Österreich-Konvent diskutiert über Grundrechte und Demokratie  

erstellt am
28. 06. 04

Wien (pk) - In seiner Plenarsitzung am Freitag (25. 06.) behandelte der Österreich-Konvent die Berichte der Ausschüsse 4 "Grundrechtskatalog" und 8 "Demokratische Kontrollen".

Der Ausschuss 4 habe in seiner bisherigen Tätigkeit jene Stufe an Operationsfähigkeit erreicht, die die Bedingung der Möglichkeit zur Bewältigung der noch anstehenden Fragen bildet, lautete die Zwischenbilanz des Vorsitzenden Bernd-Christian Funk. Im Bereich der sozial- und leistungsstaatlichen Garantien stehen noch wesentliche Vorarbeiten an, gab er allerdings zu bedenken. Einig sei sich der Ausschuss aber darüber, dass ein neuer Grundrechtskatalog ohne die Gewährleistung sozialer Grundrechte nicht auskommen werden könne, und dass dieser auch Zielbestimmungen und Gesetzesaufträge enthalten müsse. Klarheit bestehe auch darüber, dass die Gewährleistung sozialer Grundrechte nicht mit Hilfe der klassischen Grundrechtsbeschwerde bewältigt werden könne, sondern dass dafür eine neue Form des Rechtsschutzes notwendig sei.

Aufgaben zur Übung>
1. Listen Sie alle verschiedenen Wörter aus dem Bericht zum Österreich-Konvent auf, die die Zeichenfolge „Grundrecht“ enthalten, jedes Wort nur einmal.
2. Schreiben Sie den Bericht zum Österreich-Konvent im Anschluss an dessen letzten Satz weiter.
Die Zeilen werden für die Bearbeitung nicht benötigt.

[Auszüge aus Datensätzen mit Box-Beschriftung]
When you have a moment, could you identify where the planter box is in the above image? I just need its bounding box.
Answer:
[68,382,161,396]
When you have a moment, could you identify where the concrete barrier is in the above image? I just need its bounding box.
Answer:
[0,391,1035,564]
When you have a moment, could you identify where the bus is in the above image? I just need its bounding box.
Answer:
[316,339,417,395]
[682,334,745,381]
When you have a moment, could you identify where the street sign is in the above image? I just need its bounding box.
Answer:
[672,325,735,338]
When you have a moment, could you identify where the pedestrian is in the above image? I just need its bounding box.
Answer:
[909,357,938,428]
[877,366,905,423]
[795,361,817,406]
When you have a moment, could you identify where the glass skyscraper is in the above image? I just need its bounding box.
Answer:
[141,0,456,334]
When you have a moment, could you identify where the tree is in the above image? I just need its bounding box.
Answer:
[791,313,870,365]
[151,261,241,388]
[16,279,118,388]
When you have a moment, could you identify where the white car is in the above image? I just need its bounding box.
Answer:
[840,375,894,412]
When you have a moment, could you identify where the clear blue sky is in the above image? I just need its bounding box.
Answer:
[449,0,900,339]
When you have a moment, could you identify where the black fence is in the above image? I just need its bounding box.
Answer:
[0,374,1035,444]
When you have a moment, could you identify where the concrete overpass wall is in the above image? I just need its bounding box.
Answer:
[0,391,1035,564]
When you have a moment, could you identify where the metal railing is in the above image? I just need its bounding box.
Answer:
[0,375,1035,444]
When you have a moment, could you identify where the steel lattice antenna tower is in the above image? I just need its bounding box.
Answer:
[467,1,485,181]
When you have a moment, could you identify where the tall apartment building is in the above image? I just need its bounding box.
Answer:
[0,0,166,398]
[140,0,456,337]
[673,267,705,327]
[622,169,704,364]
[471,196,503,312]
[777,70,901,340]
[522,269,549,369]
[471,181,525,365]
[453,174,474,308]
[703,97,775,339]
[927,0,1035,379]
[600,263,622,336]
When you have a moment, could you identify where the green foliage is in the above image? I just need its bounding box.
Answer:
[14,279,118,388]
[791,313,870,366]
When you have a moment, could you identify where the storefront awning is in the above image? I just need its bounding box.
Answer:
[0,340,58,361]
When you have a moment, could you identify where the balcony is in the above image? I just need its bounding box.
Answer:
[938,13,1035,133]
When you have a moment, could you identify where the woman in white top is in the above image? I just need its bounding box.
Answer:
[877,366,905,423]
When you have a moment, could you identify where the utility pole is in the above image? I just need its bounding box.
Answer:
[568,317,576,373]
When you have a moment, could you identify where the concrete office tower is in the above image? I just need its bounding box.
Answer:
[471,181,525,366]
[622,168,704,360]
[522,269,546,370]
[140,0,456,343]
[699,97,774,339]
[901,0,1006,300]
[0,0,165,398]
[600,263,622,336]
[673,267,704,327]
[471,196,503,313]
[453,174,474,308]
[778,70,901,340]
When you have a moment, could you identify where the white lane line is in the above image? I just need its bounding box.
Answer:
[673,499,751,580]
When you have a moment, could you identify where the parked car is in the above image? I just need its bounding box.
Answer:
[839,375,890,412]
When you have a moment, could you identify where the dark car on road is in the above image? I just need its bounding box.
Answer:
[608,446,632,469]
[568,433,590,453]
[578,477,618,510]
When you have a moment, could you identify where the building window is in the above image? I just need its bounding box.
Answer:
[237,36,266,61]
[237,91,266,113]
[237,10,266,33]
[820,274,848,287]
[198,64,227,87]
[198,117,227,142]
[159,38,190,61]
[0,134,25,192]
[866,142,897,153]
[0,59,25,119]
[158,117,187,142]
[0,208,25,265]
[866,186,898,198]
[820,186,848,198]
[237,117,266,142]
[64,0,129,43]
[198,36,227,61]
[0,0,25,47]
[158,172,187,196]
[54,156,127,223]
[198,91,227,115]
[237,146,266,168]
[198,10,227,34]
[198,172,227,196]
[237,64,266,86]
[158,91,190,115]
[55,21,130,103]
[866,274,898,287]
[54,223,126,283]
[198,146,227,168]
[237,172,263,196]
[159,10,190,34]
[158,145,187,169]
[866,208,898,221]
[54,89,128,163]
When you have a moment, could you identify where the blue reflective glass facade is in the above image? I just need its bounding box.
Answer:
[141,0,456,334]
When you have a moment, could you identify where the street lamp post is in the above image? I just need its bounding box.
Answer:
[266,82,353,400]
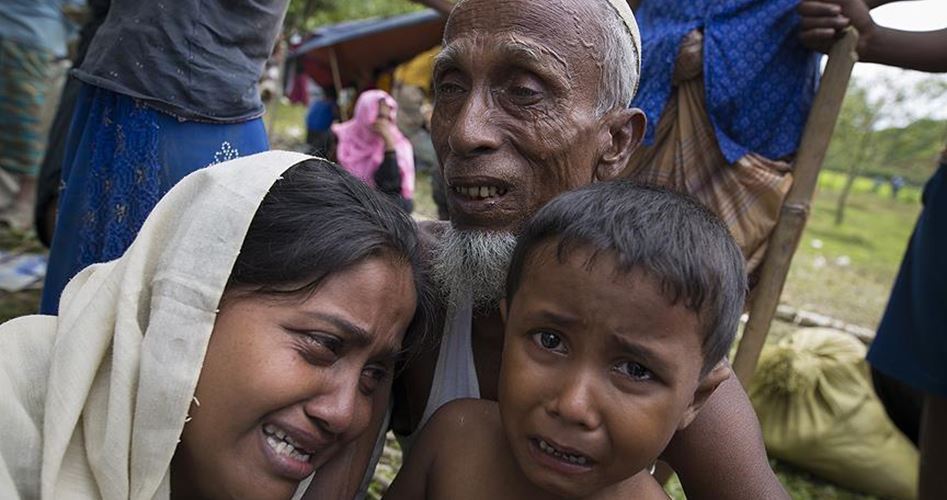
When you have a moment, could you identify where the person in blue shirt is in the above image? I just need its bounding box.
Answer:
[799,0,947,500]
[625,0,819,271]
[0,0,85,229]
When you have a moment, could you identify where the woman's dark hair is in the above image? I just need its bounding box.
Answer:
[224,159,430,354]
[506,180,746,375]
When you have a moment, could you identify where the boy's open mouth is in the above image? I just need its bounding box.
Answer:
[533,438,592,467]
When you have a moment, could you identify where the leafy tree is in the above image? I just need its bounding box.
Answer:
[284,0,424,34]
[826,73,947,224]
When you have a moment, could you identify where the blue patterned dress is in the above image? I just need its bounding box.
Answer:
[40,84,269,314]
[632,0,820,163]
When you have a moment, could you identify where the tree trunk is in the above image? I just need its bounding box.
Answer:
[835,131,874,226]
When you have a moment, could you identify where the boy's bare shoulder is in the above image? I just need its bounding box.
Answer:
[428,398,500,441]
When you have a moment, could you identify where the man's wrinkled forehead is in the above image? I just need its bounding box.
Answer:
[444,0,602,70]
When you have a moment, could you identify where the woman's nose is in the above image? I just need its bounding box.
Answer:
[305,372,371,435]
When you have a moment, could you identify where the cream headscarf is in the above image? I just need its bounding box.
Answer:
[0,151,309,499]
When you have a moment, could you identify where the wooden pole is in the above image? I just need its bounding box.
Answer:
[733,28,858,388]
[329,47,349,121]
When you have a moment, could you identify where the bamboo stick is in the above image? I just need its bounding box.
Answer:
[733,28,858,388]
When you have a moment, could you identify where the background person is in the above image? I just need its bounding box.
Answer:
[330,90,414,213]
[626,0,819,272]
[0,152,421,498]
[306,87,339,158]
[40,0,288,314]
[33,0,110,248]
[798,0,947,500]
[0,0,84,229]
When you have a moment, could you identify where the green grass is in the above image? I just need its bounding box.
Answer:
[782,172,920,329]
[0,113,920,500]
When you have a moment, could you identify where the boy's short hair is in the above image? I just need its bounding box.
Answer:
[506,180,746,376]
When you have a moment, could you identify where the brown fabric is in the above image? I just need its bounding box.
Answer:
[624,31,792,272]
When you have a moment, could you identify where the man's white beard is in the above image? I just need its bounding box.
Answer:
[431,227,516,312]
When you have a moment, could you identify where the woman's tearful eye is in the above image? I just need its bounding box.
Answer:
[615,361,654,381]
[359,366,388,395]
[532,330,566,353]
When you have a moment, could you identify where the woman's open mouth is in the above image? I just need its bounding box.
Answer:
[261,423,315,481]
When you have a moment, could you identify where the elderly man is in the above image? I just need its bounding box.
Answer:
[310,0,786,499]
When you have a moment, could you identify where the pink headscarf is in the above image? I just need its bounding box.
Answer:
[332,90,414,200]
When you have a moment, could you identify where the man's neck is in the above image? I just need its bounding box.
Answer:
[471,309,503,401]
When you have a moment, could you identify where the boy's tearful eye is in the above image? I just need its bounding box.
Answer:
[615,361,654,382]
[532,330,566,354]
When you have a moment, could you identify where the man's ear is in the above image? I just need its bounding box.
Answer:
[677,361,733,431]
[595,108,646,181]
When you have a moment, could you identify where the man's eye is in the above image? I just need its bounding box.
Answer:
[435,82,464,97]
[532,330,566,352]
[510,86,540,99]
[615,361,654,381]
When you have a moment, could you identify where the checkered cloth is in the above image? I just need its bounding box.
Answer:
[624,31,792,272]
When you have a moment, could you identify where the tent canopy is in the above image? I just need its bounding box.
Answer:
[288,9,446,87]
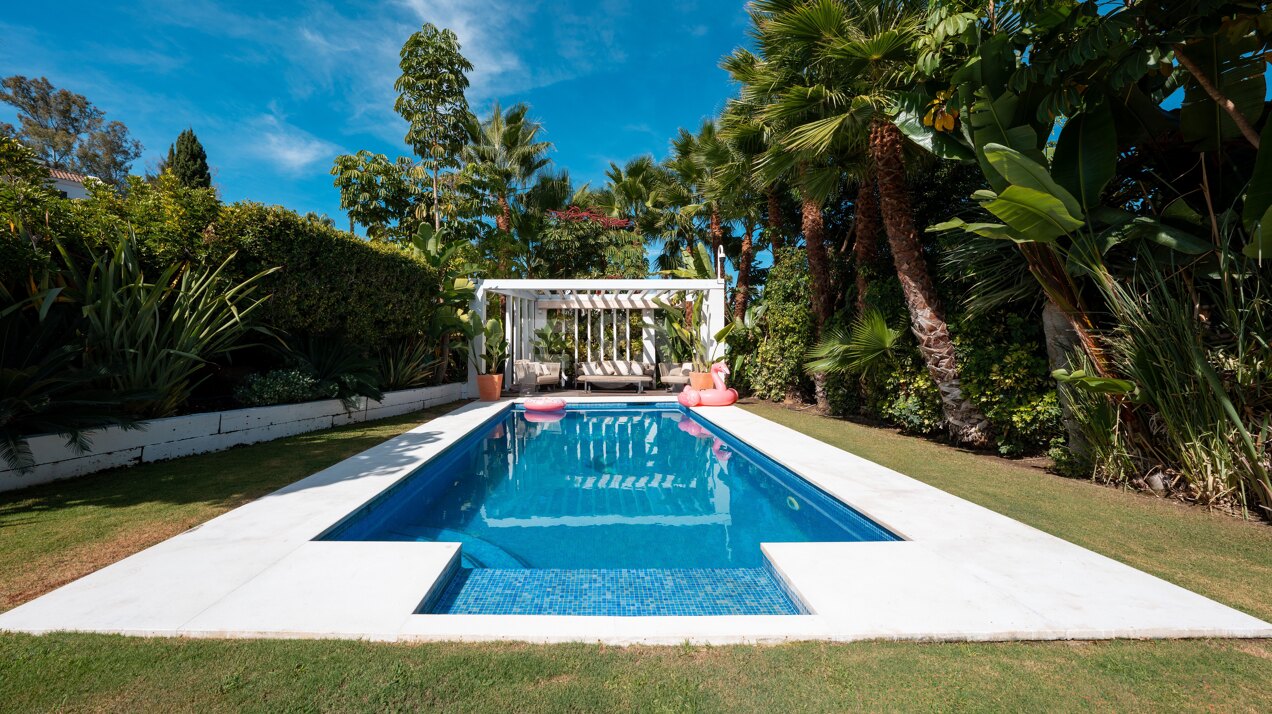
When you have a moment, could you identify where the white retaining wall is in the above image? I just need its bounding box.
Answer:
[0,383,464,491]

Lösungen>
1. Grundrechte, Grundrechtskatalog, Grundrechtsbeschwerde

2.
Insgesamt zeichne sich, wie Funk berichtete, eine Nettoreduktion des Gesetzestextes ab. So dürfte etwa das Staatsgrundgesetz von 1867 als eigener Text verzichtbar sein. Keine Probleme sah Funk bei der Abstimmung des künftigen österreichischen Grundrechtskataloges mit den Grundrechten der neuen EU-Verfassung.

Christoph Grabenwarter begrüßte das Bekenntnis aller politischen Kräfte zur Aufnahme sozialer Grundrechte und erwartete allgemein hinsichtlich des Grundrechtskataloges eine Mischung aus europäischer Menschenrechtskonvention und österreichischen Alt- und Neubeständen. Für sinnvoll erachtet Grabenwarter die Verlängerung des Mandats des Ausschusses, wobei er sich aber klare politische Vorgaben für die Arbeit wünschte. Dies würde den "Zug zum Tor" herstellen, ohne dass andererseits die Erwartungen zu hoch geschraubt werden.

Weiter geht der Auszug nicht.